### Exercise brief:
Pick out every line in the items below that contains the string "mountain", and copy each one. Letter case counts.

━━━━━━━━

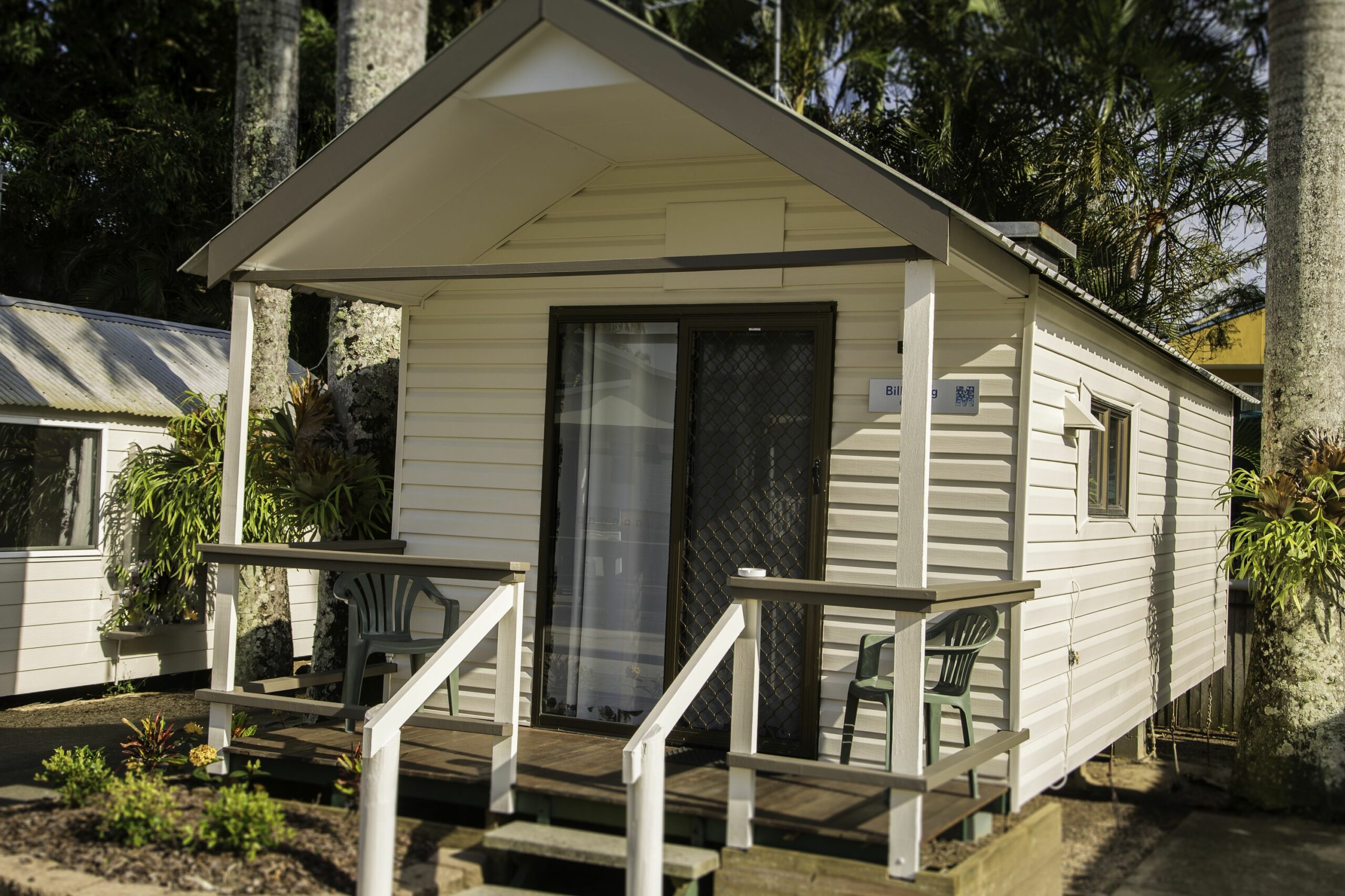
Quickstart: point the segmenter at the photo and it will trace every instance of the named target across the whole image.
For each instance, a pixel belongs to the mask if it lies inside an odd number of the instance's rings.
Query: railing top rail
[[[955,582],[927,588],[898,588],[886,584],[849,584],[818,579],[729,578],[736,600],[780,600],[831,607],[892,610],[901,613],[944,613],[962,607],[1020,603],[1030,600],[1038,580]]]
[[[737,602],[730,603],[729,609],[714,623],[714,627],[710,629],[710,633],[701,641],[701,646],[687,658],[686,665],[682,666],[672,684],[663,692],[659,701],[654,704],[654,709],[650,711],[650,715],[644,717],[644,721],[625,743],[625,750],[623,751],[625,783],[631,783],[642,774],[636,759],[639,747],[644,742],[666,735],[677,728],[678,721],[686,715],[691,701],[695,700],[697,695],[701,693],[701,688],[714,674],[720,660],[726,657],[729,650],[733,649],[733,642],[738,637],[738,633],[742,631],[744,625],[742,604]]]
[[[313,551],[370,551],[373,553],[406,553],[402,539],[366,539],[350,541],[289,541],[292,548],[312,548]]]
[[[291,570],[335,570],[339,572],[379,572],[465,579],[471,582],[522,582],[529,570],[523,560],[460,560],[375,551],[344,551],[293,544],[198,544],[208,563],[284,567]]]

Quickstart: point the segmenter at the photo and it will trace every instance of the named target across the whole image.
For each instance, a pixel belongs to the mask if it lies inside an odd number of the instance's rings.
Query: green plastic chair
[[[958,610],[936,622],[925,634],[925,677],[929,672],[929,658],[943,657],[939,680],[924,690],[925,716],[925,764],[939,762],[939,735],[935,719],[943,717],[944,707],[956,707],[962,716],[963,743],[975,743],[971,729],[971,670],[976,657],[999,631],[999,611],[993,607],[968,607]],[[929,643],[943,638],[943,643]],[[878,661],[884,645],[892,643],[890,634],[866,634],[859,638],[859,658],[855,664],[854,681],[845,701],[845,723],[841,728],[841,763],[850,763],[850,748],[854,743],[854,720],[859,712],[859,701],[881,703],[886,725],[884,727],[882,755],[888,758],[886,768],[892,771],[892,678],[878,674]],[[937,708],[937,711],[936,711]],[[971,795],[981,795],[976,770],[967,775]]]
[[[346,645],[346,678],[342,703],[359,703],[369,654],[375,650],[404,653],[412,658],[412,673],[425,664],[425,654],[438,650],[457,631],[457,600],[445,598],[434,583],[418,575],[377,575],[346,572],[336,579],[332,594],[347,603],[350,634]],[[412,637],[412,610],[425,595],[444,607],[444,634],[440,638]],[[448,676],[448,712],[457,713],[457,669]],[[355,731],[354,719],[346,731]]]

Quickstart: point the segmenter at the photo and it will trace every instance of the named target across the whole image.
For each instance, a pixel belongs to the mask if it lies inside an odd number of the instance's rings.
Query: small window
[[[95,547],[98,435],[0,423],[0,551]]]
[[[1093,402],[1100,433],[1088,437],[1088,516],[1126,516],[1130,509],[1130,414]]]

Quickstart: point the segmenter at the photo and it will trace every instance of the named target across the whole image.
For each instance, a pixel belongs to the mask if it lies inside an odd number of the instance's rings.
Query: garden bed
[[[180,795],[183,821],[200,819],[210,790]],[[130,848],[98,838],[98,809],[66,809],[54,801],[0,809],[0,842],[7,852],[58,861],[67,868],[126,884],[157,884],[215,893],[351,893],[355,891],[356,818],[319,807],[285,803],[295,830],[282,846],[246,861],[179,845]],[[397,832],[397,862],[434,853],[434,840]]]

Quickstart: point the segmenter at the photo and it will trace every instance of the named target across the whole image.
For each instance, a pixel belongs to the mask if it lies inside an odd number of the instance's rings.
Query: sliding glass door
[[[569,322],[555,336],[549,715],[629,723],[663,693],[677,329]]]
[[[822,578],[826,305],[564,309],[550,347],[538,723],[640,723],[729,603],[741,566]],[[761,736],[810,755],[820,619],[771,606]],[[725,664],[678,739],[726,743]]]

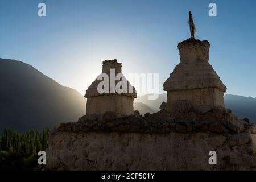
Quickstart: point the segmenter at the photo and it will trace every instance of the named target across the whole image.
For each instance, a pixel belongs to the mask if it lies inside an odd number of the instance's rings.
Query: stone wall
[[[180,101],[189,102],[189,107],[180,110],[179,109]],[[225,107],[225,104],[223,92],[216,88],[168,92],[166,110],[170,112],[194,110],[203,113],[218,106]]]
[[[46,169],[256,169],[255,127],[247,119],[177,121],[162,114],[62,123],[48,140]],[[217,165],[208,163],[213,150]]]

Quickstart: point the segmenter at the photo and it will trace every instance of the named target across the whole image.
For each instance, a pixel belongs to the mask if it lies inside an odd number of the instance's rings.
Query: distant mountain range
[[[156,113],[160,110],[159,106],[162,102],[166,102],[167,97],[166,93],[163,93],[159,94],[158,99],[150,100],[148,99],[148,95],[139,96],[134,100],[134,104],[136,104],[137,102],[144,103],[154,113]],[[256,98],[226,94],[224,96],[224,101],[225,107],[230,109],[232,113],[239,118],[248,118],[251,121],[256,123]],[[144,107],[142,106],[143,112],[145,110],[144,108]],[[139,107],[137,107],[137,109],[140,111]]]
[[[52,128],[85,113],[85,100],[23,62],[0,59],[0,132]]]
[[[65,87],[23,62],[0,59],[0,133],[6,127],[19,131],[57,127],[75,122],[85,114],[86,100],[77,91]],[[148,95],[134,100],[141,114],[159,110],[167,94],[149,100]],[[256,123],[256,99],[227,94],[226,107],[238,118]]]

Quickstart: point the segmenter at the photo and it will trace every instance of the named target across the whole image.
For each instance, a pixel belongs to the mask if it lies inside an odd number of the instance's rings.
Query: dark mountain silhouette
[[[150,107],[154,113],[156,113],[160,110],[159,108],[161,103],[163,101],[166,102],[167,96],[166,93],[163,93],[159,94],[158,99],[150,100],[147,94],[138,96],[134,102],[144,103]],[[225,107],[230,109],[232,113],[238,118],[248,118],[251,122],[256,123],[256,98],[226,94],[224,96],[224,100]],[[144,108],[146,107],[144,106]],[[139,111],[139,109],[138,110]],[[150,110],[148,111],[150,112]]]
[[[23,62],[0,59],[0,131],[57,126],[85,113],[85,101]]]
[[[150,95],[150,94],[146,94],[138,96],[138,98],[134,100],[134,102],[141,102],[146,104],[152,110],[154,113],[159,111],[160,110],[159,107],[162,102],[163,102],[163,101],[166,102],[167,94],[166,93],[159,94],[158,98],[156,100],[148,100],[148,96]]]
[[[232,94],[224,96],[225,104],[238,118],[248,118],[256,123],[256,98]]]
[[[147,105],[142,102],[134,102],[133,104],[134,110],[138,110],[141,114],[145,114],[145,113],[148,112],[151,114],[154,113],[154,111]]]

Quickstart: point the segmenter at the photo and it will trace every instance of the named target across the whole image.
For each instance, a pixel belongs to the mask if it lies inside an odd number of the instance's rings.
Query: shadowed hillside
[[[256,99],[227,94],[224,96],[226,107],[230,108],[238,118],[248,118],[256,123]]]
[[[57,126],[85,113],[85,101],[23,62],[0,59],[0,131]]]
[[[151,108],[154,113],[160,110],[159,106],[163,101],[166,102],[167,94],[163,93],[159,95],[156,100],[148,100],[148,95],[138,97],[134,100],[134,104],[137,102],[145,104]],[[251,122],[256,123],[256,98],[251,97],[246,97],[240,96],[226,94],[224,96],[225,107],[230,109],[232,113],[239,118],[248,118]],[[143,106],[143,108],[146,108]],[[137,109],[139,111],[139,107]],[[146,112],[146,110],[144,111]],[[150,110],[148,112],[150,113]]]

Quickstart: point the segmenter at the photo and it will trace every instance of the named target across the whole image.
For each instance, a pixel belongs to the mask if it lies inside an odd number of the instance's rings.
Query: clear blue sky
[[[208,40],[210,63],[228,93],[256,97],[256,1],[1,0],[0,57],[32,65],[84,94],[117,59],[123,72],[159,73],[160,89],[189,38],[188,11]],[[44,2],[47,16],[38,16]],[[214,2],[217,16],[209,17]]]

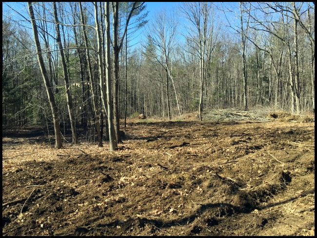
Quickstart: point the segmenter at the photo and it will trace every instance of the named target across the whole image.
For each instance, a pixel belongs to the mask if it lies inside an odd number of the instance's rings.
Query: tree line
[[[315,111],[314,3],[184,2],[150,20],[144,2],[25,6],[2,20],[2,127],[53,125],[57,148],[70,128],[115,150],[139,113]]]

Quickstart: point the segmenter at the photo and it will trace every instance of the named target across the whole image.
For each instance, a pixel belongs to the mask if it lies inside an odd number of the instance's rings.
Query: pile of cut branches
[[[266,118],[268,112],[263,110],[252,111],[239,111],[235,109],[214,109],[204,113],[206,120],[217,122],[259,122],[270,121]]]

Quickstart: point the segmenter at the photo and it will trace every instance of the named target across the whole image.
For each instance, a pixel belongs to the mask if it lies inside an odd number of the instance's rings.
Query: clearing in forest
[[[230,113],[128,121],[115,152],[4,135],[3,234],[314,235],[312,120]]]

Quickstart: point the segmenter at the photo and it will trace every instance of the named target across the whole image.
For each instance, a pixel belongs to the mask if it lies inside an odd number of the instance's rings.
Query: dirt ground
[[[4,135],[2,234],[314,236],[315,124],[275,116],[130,120],[112,152]]]

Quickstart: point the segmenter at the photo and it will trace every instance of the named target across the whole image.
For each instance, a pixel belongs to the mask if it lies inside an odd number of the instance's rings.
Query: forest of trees
[[[54,126],[56,148],[71,130],[115,150],[140,113],[315,112],[314,2],[185,2],[151,19],[144,2],[2,4],[2,128]]]

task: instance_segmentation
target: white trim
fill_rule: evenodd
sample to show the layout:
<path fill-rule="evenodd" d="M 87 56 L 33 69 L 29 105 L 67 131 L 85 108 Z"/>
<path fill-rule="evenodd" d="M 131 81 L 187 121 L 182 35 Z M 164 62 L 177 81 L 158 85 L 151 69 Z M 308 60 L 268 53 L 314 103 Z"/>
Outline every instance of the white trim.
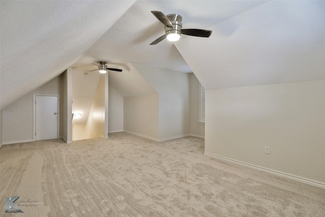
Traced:
<path fill-rule="evenodd" d="M 3 145 L 10 145 L 11 144 L 16 144 L 16 143 L 22 143 L 23 142 L 34 142 L 34 140 L 31 139 L 23 139 L 22 140 L 16 140 L 16 141 L 9 141 L 8 142 L 4 142 L 2 144 Z"/>
<path fill-rule="evenodd" d="M 325 183 L 320 182 L 313 180 L 308 179 L 301 177 L 297 176 L 294 175 L 291 175 L 288 173 L 283 173 L 282 172 L 277 171 L 276 170 L 271 170 L 264 167 L 259 167 L 258 166 L 250 164 L 247 164 L 247 163 L 242 162 L 239 161 L 236 161 L 235 160 L 231 159 L 230 158 L 225 158 L 224 157 L 219 156 L 218 155 L 214 154 L 213 153 L 204 152 L 204 155 L 207 156 L 212 157 L 213 158 L 217 158 L 221 160 L 229 161 L 232 163 L 234 163 L 237 164 L 239 164 L 246 167 L 250 167 L 251 168 L 255 169 L 258 170 L 262 170 L 264 172 L 267 172 L 269 173 L 272 173 L 275 175 L 277 175 L 280 176 L 285 177 L 286 178 L 293 179 L 296 181 L 298 181 L 301 182 L 303 182 L 306 184 L 311 184 L 312 185 L 316 186 L 317 187 L 325 188 Z"/>
<path fill-rule="evenodd" d="M 63 139 L 64 140 L 64 142 L 66 142 L 66 143 L 67 144 L 70 144 L 70 143 L 72 143 L 72 141 L 68 141 L 68 140 L 66 138 L 64 138 L 63 137 L 62 137 L 62 139 Z"/>
<path fill-rule="evenodd" d="M 156 139 L 155 138 L 153 138 L 153 137 L 151 137 L 150 136 L 145 136 L 144 135 L 140 134 L 140 133 L 135 133 L 135 132 L 132 132 L 132 131 L 129 131 L 125 130 L 124 130 L 124 132 L 125 132 L 126 133 L 131 133 L 131 134 L 134 134 L 134 135 L 136 135 L 137 136 L 141 136 L 141 137 L 144 137 L 144 138 L 146 138 L 147 139 L 151 139 L 152 140 L 155 141 L 156 142 L 162 142 L 164 141 L 171 140 L 172 139 L 178 139 L 178 138 L 180 138 L 185 137 L 186 136 L 189 136 L 189 134 L 185 134 L 185 135 L 181 135 L 180 136 L 173 136 L 172 137 L 165 138 L 164 139 Z"/>
<path fill-rule="evenodd" d="M 204 91 L 204 94 L 202 94 L 202 92 Z M 202 103 L 202 96 L 204 96 L 204 102 Z M 199 123 L 204 123 L 205 121 L 205 102 L 206 102 L 206 94 L 205 89 L 202 84 L 200 84 L 200 107 L 199 108 Z M 204 111 L 202 112 L 202 107 L 204 108 Z M 202 124 L 202 123 L 201 123 Z"/>
<path fill-rule="evenodd" d="M 173 136 L 172 137 L 165 138 L 165 139 L 158 139 L 158 141 L 162 142 L 164 141 L 171 140 L 172 139 L 179 139 L 180 138 L 186 137 L 186 136 L 189 136 L 189 134 L 184 134 L 184 135 L 181 135 L 180 136 Z"/>
<path fill-rule="evenodd" d="M 141 136 L 141 137 L 144 137 L 146 138 L 147 139 L 151 139 L 151 140 L 154 140 L 156 142 L 158 142 L 158 139 L 156 139 L 155 138 L 153 137 L 150 137 L 150 136 L 145 136 L 144 135 L 142 135 L 142 134 L 140 134 L 140 133 L 135 133 L 132 131 L 129 131 L 127 130 L 124 130 L 124 132 L 125 132 L 126 133 L 131 133 L 131 134 L 134 134 L 137 136 Z"/>
<path fill-rule="evenodd" d="M 36 141 L 36 137 L 35 133 L 36 133 L 36 106 L 35 106 L 35 101 L 37 96 L 45 96 L 45 97 L 57 97 L 57 139 L 60 138 L 60 95 L 58 94 L 34 94 L 32 95 L 32 139 L 33 141 Z M 64 139 L 63 139 L 64 140 Z M 64 140 L 66 141 L 66 140 Z M 67 143 L 67 141 L 66 141 Z"/>
<path fill-rule="evenodd" d="M 108 136 L 105 136 L 104 135 L 102 135 L 101 136 L 102 136 L 102 138 L 103 138 L 103 139 L 108 139 Z"/>
<path fill-rule="evenodd" d="M 196 135 L 196 134 L 189 134 L 189 135 L 190 136 L 193 136 L 194 137 L 202 138 L 202 139 L 204 139 L 205 138 L 204 136 L 201 136 L 201 135 Z"/>
<path fill-rule="evenodd" d="M 120 132 L 124 132 L 124 130 L 112 130 L 112 131 L 109 131 L 108 133 L 120 133 Z"/>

━━━━━━━━

### The reply:
Query: distant mountain range
Query: dark mountain silhouette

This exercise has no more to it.